Please set down every row that follows, word for word and in the same order.

--- Begin ---

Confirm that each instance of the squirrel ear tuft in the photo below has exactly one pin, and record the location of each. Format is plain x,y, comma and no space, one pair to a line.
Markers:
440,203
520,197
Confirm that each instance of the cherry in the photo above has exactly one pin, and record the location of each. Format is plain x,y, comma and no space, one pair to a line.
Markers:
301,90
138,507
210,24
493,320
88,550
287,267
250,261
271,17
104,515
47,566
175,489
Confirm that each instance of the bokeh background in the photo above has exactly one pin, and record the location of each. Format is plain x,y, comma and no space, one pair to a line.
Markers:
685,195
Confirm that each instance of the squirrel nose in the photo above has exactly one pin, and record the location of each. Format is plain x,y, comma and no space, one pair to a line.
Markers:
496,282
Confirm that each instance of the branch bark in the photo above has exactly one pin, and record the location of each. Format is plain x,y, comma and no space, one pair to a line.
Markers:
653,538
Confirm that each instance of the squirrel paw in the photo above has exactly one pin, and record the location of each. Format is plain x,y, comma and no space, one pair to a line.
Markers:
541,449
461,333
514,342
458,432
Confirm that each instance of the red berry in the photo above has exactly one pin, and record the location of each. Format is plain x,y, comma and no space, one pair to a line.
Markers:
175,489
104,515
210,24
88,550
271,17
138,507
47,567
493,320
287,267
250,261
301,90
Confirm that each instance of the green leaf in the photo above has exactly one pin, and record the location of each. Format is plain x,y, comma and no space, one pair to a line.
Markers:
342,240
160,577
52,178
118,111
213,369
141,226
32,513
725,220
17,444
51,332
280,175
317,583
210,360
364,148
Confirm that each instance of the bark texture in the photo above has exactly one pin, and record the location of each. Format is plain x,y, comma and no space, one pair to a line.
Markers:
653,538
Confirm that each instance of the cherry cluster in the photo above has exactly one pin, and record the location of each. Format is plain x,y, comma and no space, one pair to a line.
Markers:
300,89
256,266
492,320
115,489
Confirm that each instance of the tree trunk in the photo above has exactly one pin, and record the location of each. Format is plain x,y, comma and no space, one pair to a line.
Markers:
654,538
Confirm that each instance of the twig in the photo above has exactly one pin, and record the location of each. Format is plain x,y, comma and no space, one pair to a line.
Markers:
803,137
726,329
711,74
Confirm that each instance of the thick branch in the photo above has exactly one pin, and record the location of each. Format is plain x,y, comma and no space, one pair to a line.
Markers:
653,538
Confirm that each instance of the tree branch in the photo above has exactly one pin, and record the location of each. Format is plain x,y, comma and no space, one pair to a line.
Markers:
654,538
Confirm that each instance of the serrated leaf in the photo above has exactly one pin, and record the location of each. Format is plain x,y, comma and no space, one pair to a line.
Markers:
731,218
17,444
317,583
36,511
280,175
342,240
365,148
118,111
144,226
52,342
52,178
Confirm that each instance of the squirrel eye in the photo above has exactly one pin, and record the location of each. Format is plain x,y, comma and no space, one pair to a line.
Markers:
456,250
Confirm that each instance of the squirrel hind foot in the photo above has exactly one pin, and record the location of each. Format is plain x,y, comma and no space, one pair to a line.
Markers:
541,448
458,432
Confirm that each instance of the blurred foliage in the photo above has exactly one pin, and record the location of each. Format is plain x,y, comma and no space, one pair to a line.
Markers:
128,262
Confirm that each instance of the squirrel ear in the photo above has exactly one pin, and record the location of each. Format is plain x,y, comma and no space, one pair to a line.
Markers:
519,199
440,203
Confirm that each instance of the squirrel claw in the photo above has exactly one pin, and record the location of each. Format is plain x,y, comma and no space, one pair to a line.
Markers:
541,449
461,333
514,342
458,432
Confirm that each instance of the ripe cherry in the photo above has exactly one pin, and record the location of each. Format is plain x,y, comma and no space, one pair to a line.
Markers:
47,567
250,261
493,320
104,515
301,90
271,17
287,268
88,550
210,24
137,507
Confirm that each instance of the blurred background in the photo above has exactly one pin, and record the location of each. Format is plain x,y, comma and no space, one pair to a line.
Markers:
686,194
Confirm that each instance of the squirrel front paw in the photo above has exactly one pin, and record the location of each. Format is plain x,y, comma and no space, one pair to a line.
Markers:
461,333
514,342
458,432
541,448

--- End ---

→ RESULT OF THIS TASK
Confirm that each instance of the squirrel ear tuft in the photo below has exactly one pin, and record the location of each. Format is plain x,y, comma and no space, one pair to a line.
Markers:
440,203
520,197
Confirm that each instance of the cherry in the photo above has exactly one pin, and record the location of each. Format is plain x,y, comma and no space, one pair to a line.
Markers:
301,90
138,507
210,24
493,320
88,550
287,267
250,261
271,17
104,515
47,566
175,489
Confirm that each instance of the bokeh background in the photo above has exactly one pin, and record the location of each. Format is plain x,y, comma and no space, one pair to a line.
Markers:
685,195
Confirm that each instance of the squirrel nose in the photo above has exactly one pin, and record the location of each. Format is plain x,y, comma and no space, one pair to a line.
Markers:
496,282
Confirm that each instance of the branch bark in the photo above has exactly one pin, and record the location of each. Format is plain x,y, comma and no space, one pair to a line.
Markers:
653,538
Confirm that each instance of the squirrel paw in the photo above has exactly one pin, and record the location of each. Format is plain x,y, comma and no space, one pair to a line.
Markers:
541,449
461,333
514,342
458,432
Confirm that each instance of the red berry in the photo above has exactly one pin, and record the location of each. Format is plain x,y, comma and no space, one pair to a line.
Markers:
175,489
104,515
210,24
88,550
271,17
138,507
47,567
493,320
287,267
250,261
301,90
Confirm that each instance of the green leaf in the photo above has exactly one pin, and record the location of each. Format is plain x,y, comma and no space, one pair to a line.
Markers:
342,240
160,577
52,178
118,111
213,369
141,226
32,513
725,220
17,444
51,332
280,175
317,583
210,360
364,148
Confirm that each instance of the bark texture in the photo above has exactly one pin, and record the location of each. Format is plain x,y, comma and no space, one pair to a line.
Markers:
653,538
Confirm that each instance of the cherry cluster in the photo above has exactly one pin, and record the location of each. Format is plain x,y, comma and no space, one pair to a line.
Markers:
300,89
256,266
492,320
115,489
Confirm that each instance of the tree trunk in the photo above has exactly one pin, and record the location of each. Format is plain x,y, comma and no space, one pair to a line.
Markers:
654,538
Confirm that each instance of the twig in the photo above has exactly one pin, and record the location of each. Format is plain x,y, comma and no space, one pair to a line.
Markers:
803,137
726,329
711,74
Confirm that each instance of the thick branch in the photo above has exactly one pin, and record the location of each. Format is plain x,y, comma and no space, one pair to a line.
Markers:
653,538
Confirm that each instance of the tree branch in the photo above has exactly one pin, and record the location of each. Format is plain x,y, comma and no space, one pair to a line.
Markers:
654,538
Confirm that each instance of the serrated leaf in the photo above has exactly one pin, and record the location of each. Format is plain x,y, comma and no space, one pair to a line.
Markers:
731,218
17,444
317,583
36,511
280,175
342,240
365,148
118,111
144,226
52,342
52,178
Confirm that each instance of the squirrel eye in the photo above has exactly one pin, and record the location of each. Format is plain x,y, comma and no space, one pair to a line.
Markers:
456,250
Confirm that each instance of the squirrel hind foot in the photo above has exactly one pin, and record the location of each. Format is plain x,y, comma and no space, one pair to a line.
Markers:
541,448
458,432
Confirm that each instance of the blurred foliage in the photo above has exactly one pin, and record the location of each. Format is plain x,y, comma and no space, one pair to a line.
Markers:
128,262
Confirm that each instance of the squirrel ear in the photo above has exactly one pin, and record the location of each. Format is plain x,y, comma and no space, one pair to a line.
Markers:
519,199
440,203
Confirm that each instance of the squirrel claw in the photo above has exactly one pin, and record the location of each. Format is plain x,y, comma and no space, one pair to a line.
Markers:
541,449
461,333
514,342
458,432
Confirm that each instance of the ripe cherry in the photo above has exactly one pin, and record the location of each. Format is plain x,y, comma and no space, one pair to a line.
Markers:
47,567
250,261
493,320
104,515
301,90
271,17
287,268
88,550
210,24
137,507
Confirm that each instance of the blurred background in the photo above has exactly one pin, and record the location of each. Format is plain x,y, comma and no space, one pair to a line.
Markers:
686,194
Confirm that each instance of the squirrel front paw in the photo above has exactly one pin, and record the location of each. Format is plain x,y, comma and no space, one pair to a line.
Markers:
461,333
514,342
458,432
541,448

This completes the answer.